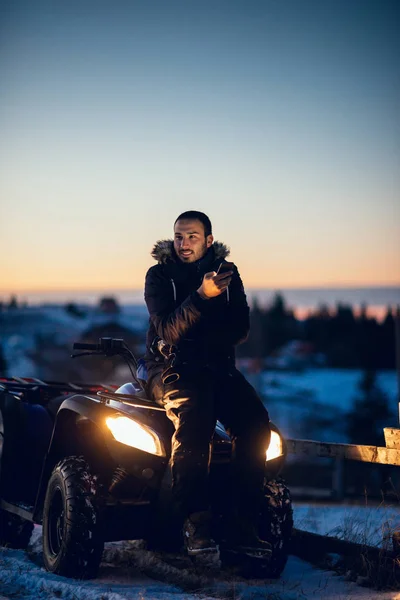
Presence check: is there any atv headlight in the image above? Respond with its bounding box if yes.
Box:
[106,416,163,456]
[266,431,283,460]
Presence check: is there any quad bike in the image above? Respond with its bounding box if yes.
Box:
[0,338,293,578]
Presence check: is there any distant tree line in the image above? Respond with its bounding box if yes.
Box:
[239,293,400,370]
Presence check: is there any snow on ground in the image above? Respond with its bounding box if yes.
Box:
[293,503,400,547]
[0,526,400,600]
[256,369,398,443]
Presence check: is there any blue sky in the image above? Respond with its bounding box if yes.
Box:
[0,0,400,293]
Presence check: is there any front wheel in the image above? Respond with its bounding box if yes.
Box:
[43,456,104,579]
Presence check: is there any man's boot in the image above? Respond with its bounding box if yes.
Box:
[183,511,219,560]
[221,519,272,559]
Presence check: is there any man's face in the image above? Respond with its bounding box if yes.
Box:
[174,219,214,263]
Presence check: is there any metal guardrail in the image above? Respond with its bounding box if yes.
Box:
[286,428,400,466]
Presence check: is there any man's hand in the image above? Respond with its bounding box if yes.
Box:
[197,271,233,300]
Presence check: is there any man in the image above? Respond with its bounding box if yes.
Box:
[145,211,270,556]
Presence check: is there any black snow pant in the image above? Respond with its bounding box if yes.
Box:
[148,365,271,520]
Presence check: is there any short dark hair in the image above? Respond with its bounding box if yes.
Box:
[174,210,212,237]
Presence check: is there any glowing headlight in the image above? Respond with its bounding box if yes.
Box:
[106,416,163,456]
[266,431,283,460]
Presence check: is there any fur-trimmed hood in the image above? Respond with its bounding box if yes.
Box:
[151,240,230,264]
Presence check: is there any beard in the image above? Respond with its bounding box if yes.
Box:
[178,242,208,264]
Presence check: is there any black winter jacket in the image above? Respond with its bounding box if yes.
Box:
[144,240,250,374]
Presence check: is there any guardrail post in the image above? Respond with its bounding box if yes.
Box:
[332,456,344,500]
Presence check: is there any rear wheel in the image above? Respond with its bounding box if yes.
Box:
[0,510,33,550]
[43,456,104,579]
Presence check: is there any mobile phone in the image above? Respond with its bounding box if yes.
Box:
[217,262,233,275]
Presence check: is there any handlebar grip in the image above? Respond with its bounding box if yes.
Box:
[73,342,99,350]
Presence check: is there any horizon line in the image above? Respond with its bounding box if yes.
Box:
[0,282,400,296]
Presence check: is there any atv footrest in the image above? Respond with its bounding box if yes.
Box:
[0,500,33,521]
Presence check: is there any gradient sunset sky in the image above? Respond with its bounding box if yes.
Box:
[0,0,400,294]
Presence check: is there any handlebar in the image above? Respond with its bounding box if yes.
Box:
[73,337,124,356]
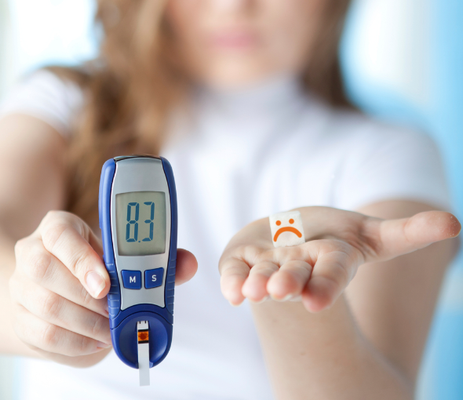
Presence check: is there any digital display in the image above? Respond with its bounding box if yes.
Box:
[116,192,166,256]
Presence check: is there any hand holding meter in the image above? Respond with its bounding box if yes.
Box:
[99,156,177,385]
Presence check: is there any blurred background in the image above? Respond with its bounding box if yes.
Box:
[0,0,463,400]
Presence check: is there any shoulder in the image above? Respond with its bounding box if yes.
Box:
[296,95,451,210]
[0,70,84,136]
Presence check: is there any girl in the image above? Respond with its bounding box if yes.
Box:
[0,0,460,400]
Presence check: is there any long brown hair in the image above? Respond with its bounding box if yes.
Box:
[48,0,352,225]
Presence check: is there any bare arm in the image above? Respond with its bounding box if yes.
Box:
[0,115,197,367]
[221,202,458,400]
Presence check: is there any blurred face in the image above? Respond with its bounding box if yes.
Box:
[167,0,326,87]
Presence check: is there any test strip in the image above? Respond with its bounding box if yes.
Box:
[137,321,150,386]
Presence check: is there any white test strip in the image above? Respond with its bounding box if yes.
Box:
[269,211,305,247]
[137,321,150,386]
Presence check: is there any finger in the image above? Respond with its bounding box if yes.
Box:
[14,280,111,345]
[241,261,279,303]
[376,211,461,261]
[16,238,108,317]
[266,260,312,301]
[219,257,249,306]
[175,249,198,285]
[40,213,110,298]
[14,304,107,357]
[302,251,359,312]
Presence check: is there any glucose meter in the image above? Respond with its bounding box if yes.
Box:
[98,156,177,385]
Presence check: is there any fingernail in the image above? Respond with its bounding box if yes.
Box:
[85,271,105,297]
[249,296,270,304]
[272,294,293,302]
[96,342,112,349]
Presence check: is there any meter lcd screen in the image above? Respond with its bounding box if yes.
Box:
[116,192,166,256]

========================================

Copy the data between the lines holding "Presence check: is there any man's hand" and "[174,210,212,237]", inclusive, leaving the request lines unchanged but scaling every bounding-box coordinate in the answers by 2.6 and rounding each to a whole number, with halves rounded up. Return only those lines.

**Answer to the task:**
Presence check: is there any man's hand in the image above? Respond with its bounding box if yes.
Box:
[512,705,606,780]
Presence check: is there any man in the image above? Respond with its bounding box if yes.
Box:
[377,549,702,1446]
Presence check: is there any black snow pant in the image above? Respond with its bounding box if yes.
Box:
[385,949,705,1352]
Presence check: is there any short dark hair in the image above? Respond with its bounding box if yes.
Box:
[452,546,551,616]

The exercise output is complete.